Além de impactos na produção em si, os responsáveis pelas experiências mapeadas também apontaram alterações nos padrões climáticos e efeitos negativos na fauna, flora e na saúde. Quase três quartos das iniciativas identificaram aumento da temperatura e mais de 70% observaram alteração no calendário das chuvas, sendo que 57% mencionaram diminuição das chuvas e 37% falaram em chuvas extremas.
Cerca de um terço dos participantes do levantamento observaram desaparecimento de espécies vegetais ou animais nativos, mesma porcentagem dos que apontam aumento de enfermidades ligadas às mudanças climáticas, incluindo doenças cardíacas, diminuição da imunidade e adoecimento mental.

Agronegócio e agrotóxicos são apontados como principais ‘vilões’
Enquanto, a nível global, a queima de combustíveis fósseis é responsável pela maior parte das emissões de gases do efeito estufa que causam as mudanças climáticas, no Brasil o cenário é diferente.
Segundo dados do Sistema de Estimativas de Emissões de Gases de Efeito Estufa (SEEG), a atividade agropecuária responde por 74% do total das emissões do Brasil. Esse montante corresponde à soma das emissões diretas da agropecuária (em especial por conta do metano produzido pelo arroto do gado) e as geradas por desmatamento de vegetação nativa convertida em lavouras e pastos.
A despeito de seu impacto socioambiental e climático, o modelo de monocultura extensiva do agronegócio, com a utilização de agrotóxicos em grandes quantidades, sementes transgênicas e uso intensivo de recursos hídricos segue dominante no Brasil. É justamente tentando mudar esse paradigma, sem deixar de produzir alimentos, que agricultores familiares e urbanos, comunidades tradicionais, educadores e vários outros grupos mapeados pela ANA e pela Fiocruz vêm promovendo experiências agroecológicas ao redor do país.

_Pedido 1_
Diga se cada afirmação concorda com o trecho, respondendo sim ou não e citando as palavras do trecho que decidem: (a) Mais de 70% das iniciativas notaram mudança no calendário das chuvas. (b) No Brasil, a queima de combustíveis fósseis é a maior fonte de emissões de gases do efeito estufa. (c) Cerca de metade dos participantes viu sumirem espécies nativas.
_Pedido 2_
Redigite a parte do trecho que começa nas palavras "Além de impactos" e termina logo depois de "em chuvas extremas.".
As linhas não têm nenhuma relação com o trecho.

_Dados fornecidos_

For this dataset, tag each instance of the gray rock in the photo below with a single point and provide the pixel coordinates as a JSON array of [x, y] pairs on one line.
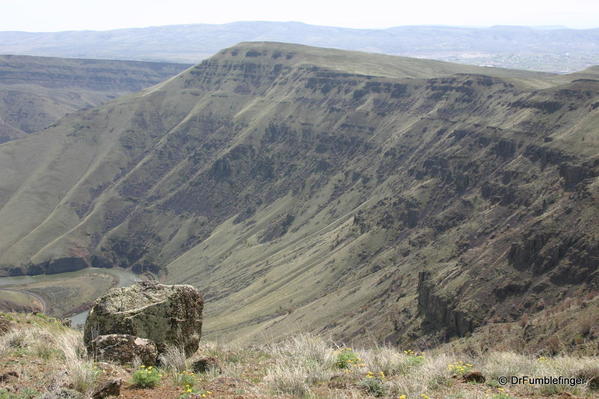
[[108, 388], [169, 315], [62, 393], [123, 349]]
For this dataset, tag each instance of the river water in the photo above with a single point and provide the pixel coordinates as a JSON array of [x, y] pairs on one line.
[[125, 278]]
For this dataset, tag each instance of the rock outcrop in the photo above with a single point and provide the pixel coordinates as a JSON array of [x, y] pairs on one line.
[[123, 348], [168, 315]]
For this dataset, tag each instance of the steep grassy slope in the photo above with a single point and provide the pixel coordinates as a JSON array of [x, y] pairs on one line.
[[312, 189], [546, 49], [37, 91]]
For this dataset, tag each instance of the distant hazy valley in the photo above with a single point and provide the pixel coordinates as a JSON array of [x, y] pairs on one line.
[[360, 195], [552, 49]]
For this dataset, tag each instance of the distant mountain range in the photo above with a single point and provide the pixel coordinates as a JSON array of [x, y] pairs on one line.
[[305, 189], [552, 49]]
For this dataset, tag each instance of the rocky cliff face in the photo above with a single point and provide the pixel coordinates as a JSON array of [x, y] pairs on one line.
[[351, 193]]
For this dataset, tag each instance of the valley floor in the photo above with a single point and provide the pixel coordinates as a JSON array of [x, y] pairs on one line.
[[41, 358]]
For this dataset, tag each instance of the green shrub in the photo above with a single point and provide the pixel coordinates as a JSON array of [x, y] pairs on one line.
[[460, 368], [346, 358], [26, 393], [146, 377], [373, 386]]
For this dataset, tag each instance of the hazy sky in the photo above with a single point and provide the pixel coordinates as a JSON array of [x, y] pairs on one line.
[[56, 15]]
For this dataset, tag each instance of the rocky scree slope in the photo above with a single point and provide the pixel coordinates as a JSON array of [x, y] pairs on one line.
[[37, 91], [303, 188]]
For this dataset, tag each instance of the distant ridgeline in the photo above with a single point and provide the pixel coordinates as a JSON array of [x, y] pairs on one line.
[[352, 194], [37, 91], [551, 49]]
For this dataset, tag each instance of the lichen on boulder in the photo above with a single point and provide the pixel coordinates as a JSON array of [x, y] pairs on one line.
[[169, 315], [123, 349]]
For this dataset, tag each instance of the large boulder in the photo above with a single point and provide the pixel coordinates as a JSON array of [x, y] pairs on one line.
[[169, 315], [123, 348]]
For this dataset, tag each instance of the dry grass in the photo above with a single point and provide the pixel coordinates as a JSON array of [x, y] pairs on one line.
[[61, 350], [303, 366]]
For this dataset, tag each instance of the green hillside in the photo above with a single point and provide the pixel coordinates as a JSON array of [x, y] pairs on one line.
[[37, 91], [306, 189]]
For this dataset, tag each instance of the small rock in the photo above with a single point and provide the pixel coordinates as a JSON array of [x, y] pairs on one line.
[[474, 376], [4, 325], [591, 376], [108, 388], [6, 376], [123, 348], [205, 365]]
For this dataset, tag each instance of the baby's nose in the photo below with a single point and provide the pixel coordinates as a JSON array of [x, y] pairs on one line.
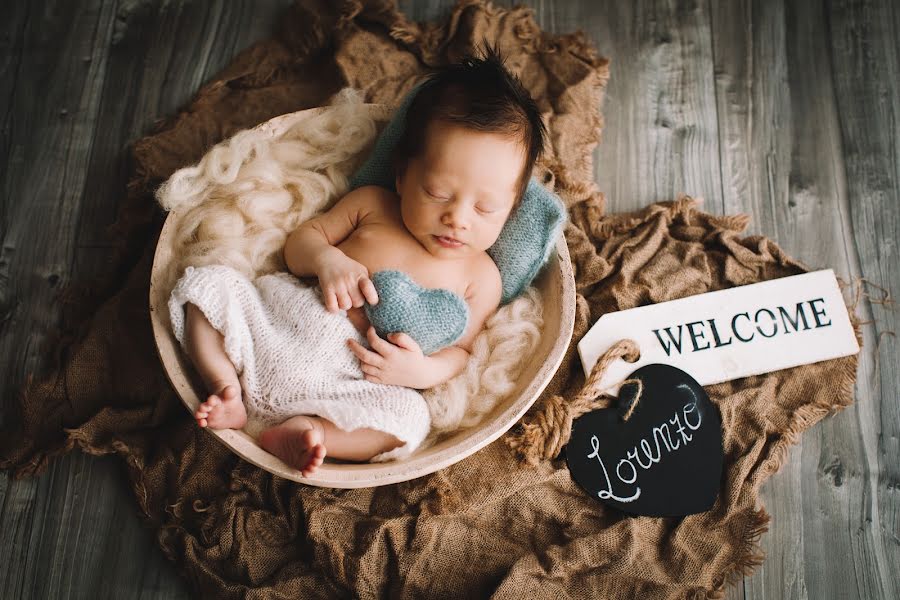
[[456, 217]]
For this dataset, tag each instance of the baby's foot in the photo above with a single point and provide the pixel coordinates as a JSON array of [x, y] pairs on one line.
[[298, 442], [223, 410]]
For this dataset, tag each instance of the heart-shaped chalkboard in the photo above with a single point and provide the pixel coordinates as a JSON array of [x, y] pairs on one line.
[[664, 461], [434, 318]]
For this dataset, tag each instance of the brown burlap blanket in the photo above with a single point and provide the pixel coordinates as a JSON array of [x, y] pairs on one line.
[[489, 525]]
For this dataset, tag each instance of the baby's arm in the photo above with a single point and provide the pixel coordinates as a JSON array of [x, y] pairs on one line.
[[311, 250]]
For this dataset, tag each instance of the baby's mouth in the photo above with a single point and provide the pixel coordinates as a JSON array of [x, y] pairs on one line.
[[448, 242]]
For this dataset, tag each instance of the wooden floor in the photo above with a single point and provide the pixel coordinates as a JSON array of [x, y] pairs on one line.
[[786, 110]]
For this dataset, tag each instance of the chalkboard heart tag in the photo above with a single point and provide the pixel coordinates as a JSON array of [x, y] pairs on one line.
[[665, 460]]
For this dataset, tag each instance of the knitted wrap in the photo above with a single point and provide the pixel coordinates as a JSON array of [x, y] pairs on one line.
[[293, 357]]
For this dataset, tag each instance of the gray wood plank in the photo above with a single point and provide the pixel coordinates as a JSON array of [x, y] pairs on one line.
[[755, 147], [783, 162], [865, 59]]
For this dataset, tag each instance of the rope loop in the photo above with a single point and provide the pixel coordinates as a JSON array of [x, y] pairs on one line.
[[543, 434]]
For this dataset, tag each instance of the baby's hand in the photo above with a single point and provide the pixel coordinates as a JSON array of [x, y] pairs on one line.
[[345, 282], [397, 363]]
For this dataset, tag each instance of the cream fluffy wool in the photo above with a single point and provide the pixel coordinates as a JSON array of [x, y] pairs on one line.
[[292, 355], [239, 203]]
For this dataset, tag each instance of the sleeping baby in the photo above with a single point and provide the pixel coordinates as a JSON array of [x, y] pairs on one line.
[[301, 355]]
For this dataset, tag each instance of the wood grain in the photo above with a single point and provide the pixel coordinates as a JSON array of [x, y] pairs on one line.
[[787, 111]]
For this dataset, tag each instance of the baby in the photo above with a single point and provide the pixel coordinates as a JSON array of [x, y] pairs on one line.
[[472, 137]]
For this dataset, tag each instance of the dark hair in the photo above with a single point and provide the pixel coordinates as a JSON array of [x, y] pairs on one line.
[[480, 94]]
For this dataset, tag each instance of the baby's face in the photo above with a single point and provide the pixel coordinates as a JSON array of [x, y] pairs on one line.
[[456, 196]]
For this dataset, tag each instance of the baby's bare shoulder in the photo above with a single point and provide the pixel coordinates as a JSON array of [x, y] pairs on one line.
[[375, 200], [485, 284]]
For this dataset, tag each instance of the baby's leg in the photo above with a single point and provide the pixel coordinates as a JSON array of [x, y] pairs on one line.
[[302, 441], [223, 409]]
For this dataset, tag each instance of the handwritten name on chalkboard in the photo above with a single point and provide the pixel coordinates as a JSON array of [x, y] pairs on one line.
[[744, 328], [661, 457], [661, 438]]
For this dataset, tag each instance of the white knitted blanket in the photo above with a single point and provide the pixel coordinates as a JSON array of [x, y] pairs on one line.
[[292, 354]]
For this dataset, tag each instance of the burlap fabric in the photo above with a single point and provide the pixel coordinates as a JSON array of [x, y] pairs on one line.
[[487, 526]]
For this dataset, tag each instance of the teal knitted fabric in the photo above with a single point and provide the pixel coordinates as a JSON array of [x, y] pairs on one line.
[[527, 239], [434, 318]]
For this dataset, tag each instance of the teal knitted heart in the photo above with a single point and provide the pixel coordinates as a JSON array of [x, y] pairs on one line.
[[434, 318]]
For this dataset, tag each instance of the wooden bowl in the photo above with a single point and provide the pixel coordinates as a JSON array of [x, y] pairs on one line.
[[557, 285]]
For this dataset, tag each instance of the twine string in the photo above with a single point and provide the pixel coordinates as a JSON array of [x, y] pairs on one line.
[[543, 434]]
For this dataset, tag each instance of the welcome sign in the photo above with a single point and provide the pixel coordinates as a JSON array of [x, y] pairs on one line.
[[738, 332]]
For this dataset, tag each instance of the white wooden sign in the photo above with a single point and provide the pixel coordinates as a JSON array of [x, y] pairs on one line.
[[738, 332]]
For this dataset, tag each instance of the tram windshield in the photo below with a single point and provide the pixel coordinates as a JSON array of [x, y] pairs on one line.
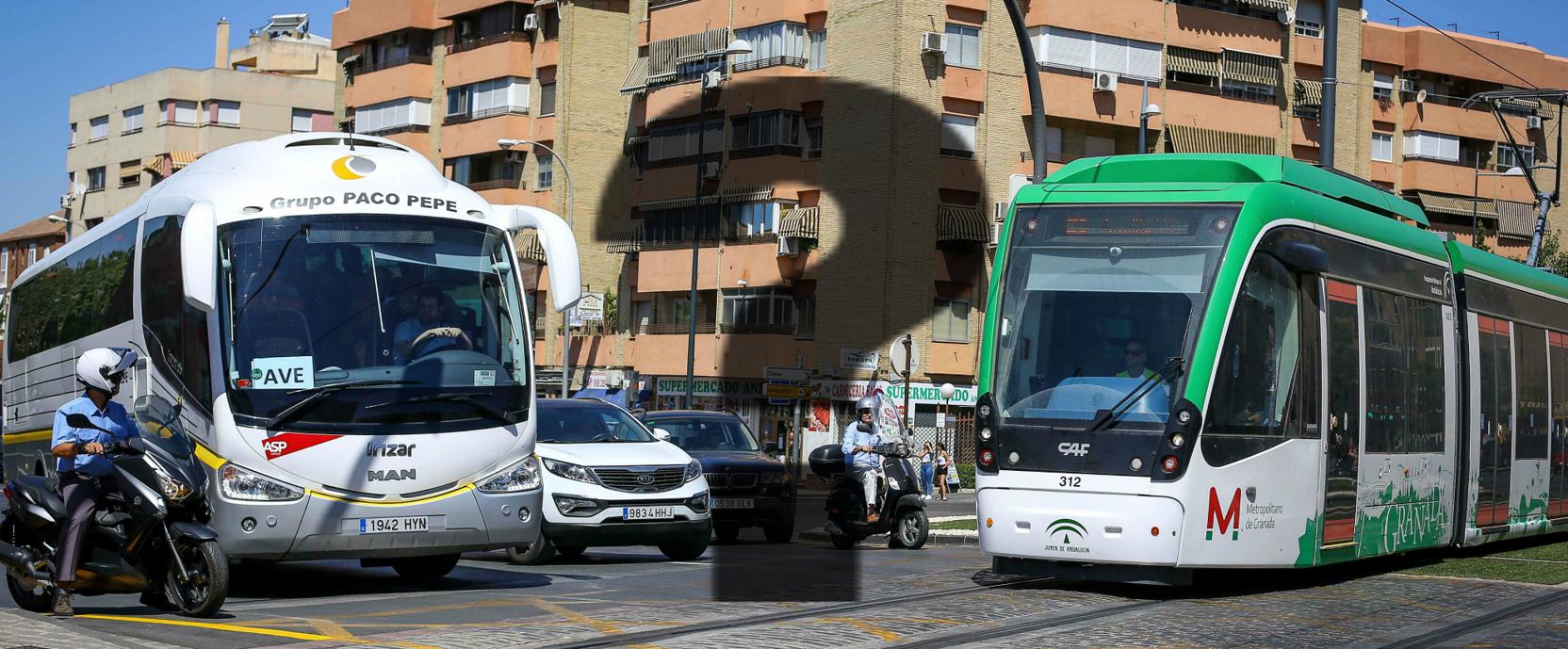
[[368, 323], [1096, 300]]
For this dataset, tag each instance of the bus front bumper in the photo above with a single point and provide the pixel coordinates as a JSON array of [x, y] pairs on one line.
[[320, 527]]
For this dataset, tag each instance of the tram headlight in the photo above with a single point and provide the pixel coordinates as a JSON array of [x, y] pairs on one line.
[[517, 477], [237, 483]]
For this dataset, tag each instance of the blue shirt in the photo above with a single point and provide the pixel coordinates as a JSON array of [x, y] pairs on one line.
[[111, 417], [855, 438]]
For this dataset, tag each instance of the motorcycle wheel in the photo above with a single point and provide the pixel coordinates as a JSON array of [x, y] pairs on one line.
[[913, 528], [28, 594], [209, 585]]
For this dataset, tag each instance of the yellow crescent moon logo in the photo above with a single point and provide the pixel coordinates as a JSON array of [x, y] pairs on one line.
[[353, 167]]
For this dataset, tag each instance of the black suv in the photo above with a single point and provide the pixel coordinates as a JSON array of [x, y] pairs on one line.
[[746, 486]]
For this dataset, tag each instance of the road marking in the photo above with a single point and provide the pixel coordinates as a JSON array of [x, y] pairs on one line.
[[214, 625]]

_Resposta 1_
(a) Sim: "mais de 70% observaram alteração no calendário das chuvas".
(b) Não: "no Brasil o cenário é diferente" e "a atividade agropecuária responde por 74% do total das emissões do Brasil".
(c) Não: "Cerca de um terço dos participantes do levantamento observaram desaparecimento de espécies vegetais ou animais nativos".

_Resposta 2_
Além de impactos na produção em si, os responsáveis pelas experiências mapeadas também apontaram alterações nos padrões climáticos e efeitos negativos na fauna, flora e na saúde. Quase três quartos das iniciativas identificaram aumento da temperatura e mais de 70% observaram alteração no calendário das chuvas, sendo que 57% mencionaram diminuição das chuvas e 37% falaram em chuvas extremas.